— Begin Text extract —
Fatih İlhan

Posted on Apr 15

How I Built Instagram Intelligence Suite for IG Growth

#api #apify #automation #socialmedia

Instagram research usually breaks down in the same three places:

You find profiles, but you still do manual qualification.
You know a brand or influencer is active, but you cannot track story behavior cleanly.
You see high-intent comments under posts and reels, but nobody turns them into structured leads.

That is exactly why I split the workflow into three focused APIs instead of trying to force everything into one oversized scraper:

IGLead for profile qualification
IG_story_snapshot for story activity monitoring
IG_comment_lead for comment-to-lead extraction

All three are built around Apify actors, but the bigger idea is simple: treat Instagram intelligence like a pipeline, not a one-off scrape.

Why I split this into three APIs

A lot of Instagram tools try to do discovery, enrichment, monitoring, and lead scoring in one place. That sounds convenient until the inputs, auth requirements, and output formats start fighting each other.

I wanted each API to answer one clean question:

IGLead: Is this profile worth contacting?
IG_story_snapshot: Is this profile active on stories right now?
IG_comment_lead: Which commenters look like real demand?

That separation makes the stack easier to maintain, easier to schedule, and easier to plug into downstream automations.

1. IGLead: qualifying influencer and creator profiles before outreach

IGLead starts with a list of Instagram usernames or profile URLs and turns them into scored outreach candidates.

Instead of just scraping follower counts, it combines multiple signals:

follower count
recent post engagement
engagement rate
business email detection from public bio text
niche keyword matching
verification status
a final lead score and recommendation

One thing I especially like in this API is that the scoring is not flat. Engagement expectations change depending on account size. A micro creator should not be evaluated like a mega influencer, so the actor adjusts its thresholds by tier.
— End Text extract —
**Given problem 1**
Lay out the entries as a Markdown table, starting with the line that contains "Target: snow patch" and going on through the last line of the entries. Use the columns "Row" and "Entry line", number the rows from 1, and leave out any blank lines.
— Begin Information supplied —
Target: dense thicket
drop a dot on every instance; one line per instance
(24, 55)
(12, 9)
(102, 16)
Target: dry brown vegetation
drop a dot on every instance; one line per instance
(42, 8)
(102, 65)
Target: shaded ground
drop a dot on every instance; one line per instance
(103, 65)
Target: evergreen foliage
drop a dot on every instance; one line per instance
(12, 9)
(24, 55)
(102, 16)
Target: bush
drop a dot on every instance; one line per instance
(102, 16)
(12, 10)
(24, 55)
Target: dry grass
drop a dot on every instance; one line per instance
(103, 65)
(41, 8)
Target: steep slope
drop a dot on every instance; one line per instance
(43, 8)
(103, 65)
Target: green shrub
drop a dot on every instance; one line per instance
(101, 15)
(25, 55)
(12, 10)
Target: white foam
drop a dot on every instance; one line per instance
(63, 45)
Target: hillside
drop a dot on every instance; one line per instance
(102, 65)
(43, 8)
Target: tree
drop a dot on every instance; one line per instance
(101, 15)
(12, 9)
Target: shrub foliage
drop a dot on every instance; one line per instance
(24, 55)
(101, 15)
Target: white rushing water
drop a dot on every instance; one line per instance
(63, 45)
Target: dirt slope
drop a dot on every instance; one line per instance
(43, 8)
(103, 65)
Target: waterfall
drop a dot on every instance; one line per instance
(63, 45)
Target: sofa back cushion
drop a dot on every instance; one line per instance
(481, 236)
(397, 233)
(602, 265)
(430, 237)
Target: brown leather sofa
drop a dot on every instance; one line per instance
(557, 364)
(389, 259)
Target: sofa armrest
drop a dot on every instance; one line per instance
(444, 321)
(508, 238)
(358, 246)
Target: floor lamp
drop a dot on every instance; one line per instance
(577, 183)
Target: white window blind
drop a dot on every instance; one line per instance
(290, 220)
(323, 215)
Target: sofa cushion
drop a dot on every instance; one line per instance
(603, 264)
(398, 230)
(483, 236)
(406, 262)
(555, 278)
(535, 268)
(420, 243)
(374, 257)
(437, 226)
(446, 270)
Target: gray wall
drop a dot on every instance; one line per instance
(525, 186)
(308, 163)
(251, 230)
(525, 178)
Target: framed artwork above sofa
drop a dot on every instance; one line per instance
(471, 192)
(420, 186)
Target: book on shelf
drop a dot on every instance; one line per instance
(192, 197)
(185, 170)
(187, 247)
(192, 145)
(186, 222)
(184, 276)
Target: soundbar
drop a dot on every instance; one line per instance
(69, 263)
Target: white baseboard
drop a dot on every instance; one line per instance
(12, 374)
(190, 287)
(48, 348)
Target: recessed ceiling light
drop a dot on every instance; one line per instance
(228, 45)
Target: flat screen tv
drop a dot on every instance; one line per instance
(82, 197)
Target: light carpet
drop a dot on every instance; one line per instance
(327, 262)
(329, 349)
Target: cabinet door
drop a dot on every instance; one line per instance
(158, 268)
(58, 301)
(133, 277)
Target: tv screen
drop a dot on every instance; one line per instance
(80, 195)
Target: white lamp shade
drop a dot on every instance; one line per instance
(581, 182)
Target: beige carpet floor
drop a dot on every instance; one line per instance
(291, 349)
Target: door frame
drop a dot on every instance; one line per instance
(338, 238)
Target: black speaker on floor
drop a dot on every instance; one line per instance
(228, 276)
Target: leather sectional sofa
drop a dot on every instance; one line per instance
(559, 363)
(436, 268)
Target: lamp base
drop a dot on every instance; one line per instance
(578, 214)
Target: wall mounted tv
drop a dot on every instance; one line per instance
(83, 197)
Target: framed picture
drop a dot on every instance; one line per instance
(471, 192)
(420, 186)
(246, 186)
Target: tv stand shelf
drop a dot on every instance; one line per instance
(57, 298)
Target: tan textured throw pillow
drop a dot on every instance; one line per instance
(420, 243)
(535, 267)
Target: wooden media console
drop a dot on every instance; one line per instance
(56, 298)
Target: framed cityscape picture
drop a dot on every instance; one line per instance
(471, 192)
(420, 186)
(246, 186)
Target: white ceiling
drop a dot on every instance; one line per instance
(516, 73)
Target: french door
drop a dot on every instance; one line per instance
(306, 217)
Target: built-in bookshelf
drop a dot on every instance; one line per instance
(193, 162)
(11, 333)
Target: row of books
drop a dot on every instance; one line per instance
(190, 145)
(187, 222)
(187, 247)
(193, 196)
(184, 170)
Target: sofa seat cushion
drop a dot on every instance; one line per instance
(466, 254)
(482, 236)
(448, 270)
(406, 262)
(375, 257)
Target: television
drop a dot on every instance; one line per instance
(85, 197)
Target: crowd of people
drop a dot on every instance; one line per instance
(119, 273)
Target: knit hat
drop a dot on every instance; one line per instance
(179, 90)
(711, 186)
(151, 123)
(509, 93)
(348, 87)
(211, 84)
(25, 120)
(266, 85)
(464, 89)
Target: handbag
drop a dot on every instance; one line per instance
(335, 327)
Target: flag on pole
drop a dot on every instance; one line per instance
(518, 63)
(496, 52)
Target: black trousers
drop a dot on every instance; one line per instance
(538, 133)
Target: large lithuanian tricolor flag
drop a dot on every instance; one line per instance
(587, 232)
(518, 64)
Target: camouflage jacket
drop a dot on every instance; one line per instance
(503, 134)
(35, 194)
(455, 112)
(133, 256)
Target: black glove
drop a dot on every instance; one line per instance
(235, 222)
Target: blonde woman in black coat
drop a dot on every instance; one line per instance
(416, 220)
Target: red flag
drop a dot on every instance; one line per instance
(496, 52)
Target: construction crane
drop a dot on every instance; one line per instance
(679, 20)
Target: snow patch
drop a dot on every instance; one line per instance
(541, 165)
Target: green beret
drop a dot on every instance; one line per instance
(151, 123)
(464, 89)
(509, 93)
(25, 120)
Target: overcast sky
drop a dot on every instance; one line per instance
— End Information supplied —
**Given problem 2**
Pick up the Instagram Intelligence Suite write-up right after its last sentence and keep writing it.

**Task answer 1**
| Row | Entry line |
|---|---|
| 1 | Target: snow patch |
| 2 | drop a dot on every instance; one line per instance |
| 3 | (541, 165) |
| 4 | Target: green beret |
| 5 | drop a dot on every instance; one line per instance |
| 6 | (151, 123) |
| 7 | (464, 89) |
| 8 | (509, 93) |
| 9 | (25, 120) |
| 10 | Target: overcast sky |
| 11 | drop a dot on every instance; one line per instance |

**Task answer 2**
It also uses multiple extraction paths for reliability:

Instagram web profile API
feed endpoints when timeline media is incomplete
HTML parsing fallbacks
meta tag parsing for follower and post counts

That matters because Instagram is rarely stable enough for a single-method scraper.

Example `IGLead` input

{
  "profiles": ["therock", "cristiano", "https://www.instagram.com/kyliejenner/"],
  "sessionId": "YOUR_SESSION_ID",
  "minFollowers": 100000,
  "minEngagementRate": 1.0,
  "requireBusinessEmail": false,
  "nicheKeywords": ["fitness", "health", "wellness"],
  "maxProfilesPerRun": 50,
  "proxyConfiguration": {
    "useApifyProxy": true,
    "apifyProxyGroups": ["RESIDENTIAL"]
  }
}

What comes back

For each profile, IGLead can return:

normalized profile data
recent post stats
average and median engagement metrics
extracted business email if it is publicly visible in the bio
niche match score
leadScore
recommendation such as contact, review, or skip

For outreach teams, that means you can stop treating every Instagram profile as equal. You can prioritize the ones that actually fit your campaign and have the engagement to justify the spend.

2. IG_story_snapshot: monitoring story activity without owning the account

Stories are one of the hardest parts of Instagram to operationalize because they are temporary, fast-moving, and usually checked manually.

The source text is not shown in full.